Request:
Reproduce everything from the line containing "of the distant" down to the end of the material, with the requests included, and add -90 to every coordinate in the answers. Leave the numbers in the requests and in their format samples unchanged.

○ ○ ○

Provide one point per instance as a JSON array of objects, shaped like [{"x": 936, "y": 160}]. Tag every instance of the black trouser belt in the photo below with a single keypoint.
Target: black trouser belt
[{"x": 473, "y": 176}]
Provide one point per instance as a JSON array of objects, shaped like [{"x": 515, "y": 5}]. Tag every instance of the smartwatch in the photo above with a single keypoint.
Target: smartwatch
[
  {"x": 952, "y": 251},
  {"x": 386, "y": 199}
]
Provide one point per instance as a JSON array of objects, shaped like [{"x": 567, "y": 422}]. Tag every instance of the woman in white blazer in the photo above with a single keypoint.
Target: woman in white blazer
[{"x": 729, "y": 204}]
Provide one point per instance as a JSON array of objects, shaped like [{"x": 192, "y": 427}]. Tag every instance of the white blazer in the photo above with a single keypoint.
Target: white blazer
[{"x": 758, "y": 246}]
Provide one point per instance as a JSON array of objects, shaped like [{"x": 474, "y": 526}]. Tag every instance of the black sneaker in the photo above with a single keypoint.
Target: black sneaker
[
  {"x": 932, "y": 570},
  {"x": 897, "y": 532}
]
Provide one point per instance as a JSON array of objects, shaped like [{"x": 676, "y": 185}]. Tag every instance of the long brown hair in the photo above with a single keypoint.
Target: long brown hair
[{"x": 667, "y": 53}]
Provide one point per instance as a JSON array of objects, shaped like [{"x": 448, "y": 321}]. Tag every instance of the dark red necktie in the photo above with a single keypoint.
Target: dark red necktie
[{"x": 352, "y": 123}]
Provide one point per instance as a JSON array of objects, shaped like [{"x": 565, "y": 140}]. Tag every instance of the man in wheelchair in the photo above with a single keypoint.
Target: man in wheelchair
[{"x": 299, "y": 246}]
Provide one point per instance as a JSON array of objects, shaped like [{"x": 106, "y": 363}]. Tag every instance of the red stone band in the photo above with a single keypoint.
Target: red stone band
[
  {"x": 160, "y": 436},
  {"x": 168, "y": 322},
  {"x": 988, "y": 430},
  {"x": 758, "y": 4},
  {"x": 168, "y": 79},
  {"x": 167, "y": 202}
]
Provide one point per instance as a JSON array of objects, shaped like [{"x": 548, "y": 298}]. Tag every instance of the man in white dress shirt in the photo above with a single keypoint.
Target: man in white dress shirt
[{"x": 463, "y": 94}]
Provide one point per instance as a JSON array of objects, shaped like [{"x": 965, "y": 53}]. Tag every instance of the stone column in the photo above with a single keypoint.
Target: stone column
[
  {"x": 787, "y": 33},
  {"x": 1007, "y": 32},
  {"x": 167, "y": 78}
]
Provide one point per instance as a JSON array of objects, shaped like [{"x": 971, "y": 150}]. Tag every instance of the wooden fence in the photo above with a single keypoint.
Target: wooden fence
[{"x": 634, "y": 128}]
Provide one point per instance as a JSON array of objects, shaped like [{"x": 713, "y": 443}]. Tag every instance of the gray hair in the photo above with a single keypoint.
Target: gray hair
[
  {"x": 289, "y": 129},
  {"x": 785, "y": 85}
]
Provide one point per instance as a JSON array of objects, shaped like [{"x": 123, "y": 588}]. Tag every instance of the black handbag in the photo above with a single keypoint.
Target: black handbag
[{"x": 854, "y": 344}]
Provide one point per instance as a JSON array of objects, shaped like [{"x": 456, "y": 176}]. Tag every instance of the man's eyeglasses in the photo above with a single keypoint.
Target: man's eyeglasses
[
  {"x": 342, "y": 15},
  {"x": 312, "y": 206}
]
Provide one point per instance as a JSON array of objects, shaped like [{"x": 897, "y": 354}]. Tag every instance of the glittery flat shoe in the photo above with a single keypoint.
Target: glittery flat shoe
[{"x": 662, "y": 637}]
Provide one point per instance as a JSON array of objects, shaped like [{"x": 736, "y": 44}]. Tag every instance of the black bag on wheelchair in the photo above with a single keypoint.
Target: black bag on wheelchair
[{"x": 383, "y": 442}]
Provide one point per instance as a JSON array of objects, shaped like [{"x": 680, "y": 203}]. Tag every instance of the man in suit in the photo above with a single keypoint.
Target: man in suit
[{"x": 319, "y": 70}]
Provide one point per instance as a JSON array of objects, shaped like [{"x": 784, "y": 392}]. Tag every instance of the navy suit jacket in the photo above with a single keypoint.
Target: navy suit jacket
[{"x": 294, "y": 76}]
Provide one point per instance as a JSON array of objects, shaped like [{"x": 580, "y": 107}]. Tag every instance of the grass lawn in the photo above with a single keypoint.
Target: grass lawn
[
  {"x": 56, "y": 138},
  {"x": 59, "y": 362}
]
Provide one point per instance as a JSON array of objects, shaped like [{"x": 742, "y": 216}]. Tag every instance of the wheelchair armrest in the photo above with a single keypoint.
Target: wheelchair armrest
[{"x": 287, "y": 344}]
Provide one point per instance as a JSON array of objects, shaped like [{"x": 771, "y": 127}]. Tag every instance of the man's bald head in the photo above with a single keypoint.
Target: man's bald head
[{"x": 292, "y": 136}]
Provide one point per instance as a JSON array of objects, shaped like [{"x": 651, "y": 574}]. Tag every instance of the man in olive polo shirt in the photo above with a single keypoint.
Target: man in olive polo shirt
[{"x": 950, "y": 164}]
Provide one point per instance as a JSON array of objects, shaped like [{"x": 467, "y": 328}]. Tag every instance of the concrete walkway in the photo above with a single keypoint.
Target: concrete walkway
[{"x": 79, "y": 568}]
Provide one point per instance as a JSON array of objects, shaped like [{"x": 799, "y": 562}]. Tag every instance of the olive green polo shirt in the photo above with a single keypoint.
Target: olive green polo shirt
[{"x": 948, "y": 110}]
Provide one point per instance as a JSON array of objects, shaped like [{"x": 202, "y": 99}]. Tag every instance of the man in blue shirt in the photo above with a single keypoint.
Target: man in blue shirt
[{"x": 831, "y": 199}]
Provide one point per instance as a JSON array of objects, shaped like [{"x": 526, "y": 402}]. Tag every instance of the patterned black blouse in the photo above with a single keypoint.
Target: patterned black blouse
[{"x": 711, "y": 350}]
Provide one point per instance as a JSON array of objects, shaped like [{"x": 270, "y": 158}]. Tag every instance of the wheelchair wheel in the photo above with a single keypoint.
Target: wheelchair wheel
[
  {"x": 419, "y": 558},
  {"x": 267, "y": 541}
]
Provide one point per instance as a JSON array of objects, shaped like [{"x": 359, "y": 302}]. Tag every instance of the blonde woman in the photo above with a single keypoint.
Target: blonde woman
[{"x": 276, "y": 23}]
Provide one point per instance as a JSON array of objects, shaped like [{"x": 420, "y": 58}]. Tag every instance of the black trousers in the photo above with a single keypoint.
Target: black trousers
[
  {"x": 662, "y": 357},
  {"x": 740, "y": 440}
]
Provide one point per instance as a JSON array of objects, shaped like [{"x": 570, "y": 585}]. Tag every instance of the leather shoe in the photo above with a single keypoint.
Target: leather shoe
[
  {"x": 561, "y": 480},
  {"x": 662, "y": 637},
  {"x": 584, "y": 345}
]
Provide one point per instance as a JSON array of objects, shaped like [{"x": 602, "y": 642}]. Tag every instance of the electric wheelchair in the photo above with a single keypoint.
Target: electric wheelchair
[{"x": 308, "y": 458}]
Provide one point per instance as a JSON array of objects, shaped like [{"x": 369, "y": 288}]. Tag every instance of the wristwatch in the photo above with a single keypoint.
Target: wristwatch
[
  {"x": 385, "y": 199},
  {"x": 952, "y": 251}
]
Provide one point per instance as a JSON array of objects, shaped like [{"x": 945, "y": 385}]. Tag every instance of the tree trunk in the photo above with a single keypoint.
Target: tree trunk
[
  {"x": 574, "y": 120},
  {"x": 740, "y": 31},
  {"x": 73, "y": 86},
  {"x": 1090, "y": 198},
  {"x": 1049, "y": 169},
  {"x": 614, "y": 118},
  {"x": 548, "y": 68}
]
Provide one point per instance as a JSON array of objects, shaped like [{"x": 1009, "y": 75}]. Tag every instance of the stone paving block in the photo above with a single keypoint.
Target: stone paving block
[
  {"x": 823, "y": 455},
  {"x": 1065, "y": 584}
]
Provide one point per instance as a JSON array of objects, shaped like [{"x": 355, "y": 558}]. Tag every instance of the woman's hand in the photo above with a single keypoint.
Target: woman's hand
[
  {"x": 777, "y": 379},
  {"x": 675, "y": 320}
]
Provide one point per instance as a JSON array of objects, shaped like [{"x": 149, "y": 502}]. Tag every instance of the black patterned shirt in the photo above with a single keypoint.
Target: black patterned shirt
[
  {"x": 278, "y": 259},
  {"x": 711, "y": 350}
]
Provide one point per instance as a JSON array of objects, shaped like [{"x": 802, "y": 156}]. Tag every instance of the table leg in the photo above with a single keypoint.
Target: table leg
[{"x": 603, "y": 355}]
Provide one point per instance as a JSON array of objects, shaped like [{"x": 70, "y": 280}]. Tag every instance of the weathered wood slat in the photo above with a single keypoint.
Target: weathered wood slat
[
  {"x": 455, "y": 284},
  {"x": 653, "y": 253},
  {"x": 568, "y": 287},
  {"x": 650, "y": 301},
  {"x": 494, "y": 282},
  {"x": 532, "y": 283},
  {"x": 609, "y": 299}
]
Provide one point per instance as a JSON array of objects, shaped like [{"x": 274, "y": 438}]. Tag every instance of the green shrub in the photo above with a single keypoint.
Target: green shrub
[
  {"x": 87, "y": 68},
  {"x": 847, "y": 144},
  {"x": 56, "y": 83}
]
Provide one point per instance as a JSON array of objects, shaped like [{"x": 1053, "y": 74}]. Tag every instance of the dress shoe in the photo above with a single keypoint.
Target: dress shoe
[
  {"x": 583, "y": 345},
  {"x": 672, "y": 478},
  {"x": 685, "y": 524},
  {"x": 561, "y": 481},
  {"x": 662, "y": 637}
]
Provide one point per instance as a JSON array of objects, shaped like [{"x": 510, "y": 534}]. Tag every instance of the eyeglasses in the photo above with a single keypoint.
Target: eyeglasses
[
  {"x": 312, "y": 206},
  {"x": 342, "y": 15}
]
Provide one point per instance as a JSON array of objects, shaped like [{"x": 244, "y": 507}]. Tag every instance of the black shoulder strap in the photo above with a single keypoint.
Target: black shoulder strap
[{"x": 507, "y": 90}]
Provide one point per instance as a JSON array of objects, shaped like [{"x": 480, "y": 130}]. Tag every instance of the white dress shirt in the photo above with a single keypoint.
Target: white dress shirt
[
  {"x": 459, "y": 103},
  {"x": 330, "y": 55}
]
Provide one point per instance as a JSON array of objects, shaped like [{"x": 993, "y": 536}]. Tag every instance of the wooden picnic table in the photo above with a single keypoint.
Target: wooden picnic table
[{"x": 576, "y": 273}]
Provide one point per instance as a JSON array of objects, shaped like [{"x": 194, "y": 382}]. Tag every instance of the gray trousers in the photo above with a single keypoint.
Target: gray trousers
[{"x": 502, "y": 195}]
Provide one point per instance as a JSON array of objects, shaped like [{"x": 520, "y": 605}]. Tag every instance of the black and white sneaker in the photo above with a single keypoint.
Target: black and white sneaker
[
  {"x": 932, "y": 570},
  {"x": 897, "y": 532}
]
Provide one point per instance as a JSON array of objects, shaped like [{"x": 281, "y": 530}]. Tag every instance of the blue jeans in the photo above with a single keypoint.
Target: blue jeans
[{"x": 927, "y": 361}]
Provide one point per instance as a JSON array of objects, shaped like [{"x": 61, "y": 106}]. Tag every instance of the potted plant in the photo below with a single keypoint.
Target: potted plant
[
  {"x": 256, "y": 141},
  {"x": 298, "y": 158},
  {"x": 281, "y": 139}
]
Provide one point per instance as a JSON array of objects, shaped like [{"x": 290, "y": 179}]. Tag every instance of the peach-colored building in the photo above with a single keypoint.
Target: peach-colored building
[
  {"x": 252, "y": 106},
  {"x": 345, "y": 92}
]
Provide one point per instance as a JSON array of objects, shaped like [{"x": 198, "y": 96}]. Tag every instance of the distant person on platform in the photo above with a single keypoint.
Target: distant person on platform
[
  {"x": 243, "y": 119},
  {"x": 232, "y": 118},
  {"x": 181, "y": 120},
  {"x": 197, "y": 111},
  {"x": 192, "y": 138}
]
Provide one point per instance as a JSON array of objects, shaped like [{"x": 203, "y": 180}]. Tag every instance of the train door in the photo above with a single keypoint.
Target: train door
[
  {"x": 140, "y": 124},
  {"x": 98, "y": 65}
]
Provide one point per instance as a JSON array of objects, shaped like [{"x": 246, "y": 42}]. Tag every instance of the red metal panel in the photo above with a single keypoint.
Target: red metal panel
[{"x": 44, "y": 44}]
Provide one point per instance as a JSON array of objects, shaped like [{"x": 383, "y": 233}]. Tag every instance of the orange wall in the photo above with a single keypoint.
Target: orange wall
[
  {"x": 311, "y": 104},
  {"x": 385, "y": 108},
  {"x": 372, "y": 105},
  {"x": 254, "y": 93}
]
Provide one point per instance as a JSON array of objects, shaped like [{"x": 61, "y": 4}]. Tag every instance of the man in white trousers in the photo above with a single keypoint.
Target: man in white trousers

○ ○ ○

The reply:
Provide one point per instance as a JSON array of objects, shaped like [{"x": 198, "y": 96}]. Tag every instance of the distant person on platform in the photo above with a single keypoint.
Target: distant person on platform
[
  {"x": 153, "y": 29},
  {"x": 142, "y": 28},
  {"x": 91, "y": 30},
  {"x": 107, "y": 21},
  {"x": 102, "y": 48}
]
Provide one point per instance as a JSON array of objects, shaped like [{"x": 203, "y": 180}]. Tag every instance of the train door in the photo above with a single keypoint.
Target: train door
[
  {"x": 50, "y": 34},
  {"x": 8, "y": -25}
]
Provide one point per instance as a JSON array of objects, shaped like [{"x": 246, "y": 42}]. Tag every instance of the red metal panel in the photo above with a single keypoint.
Target: red metal panel
[{"x": -46, "y": -46}]
Provide one point per instance as a JSON array of objects, shaped like [{"x": 383, "y": 233}]. Tag every instance of the orange wall in the photo above with a single keypoint.
Target: orange wall
[
  {"x": 221, "y": 14},
  {"x": 295, "y": 18},
  {"x": 282, "y": 15},
  {"x": 164, "y": 3}
]
Provide one point per instance as a JSON array of objects, shaped like [{"x": 61, "y": 4}]. Tag every instance of the man in white trousers in the photo above with a single keypoint.
Target: man in white trousers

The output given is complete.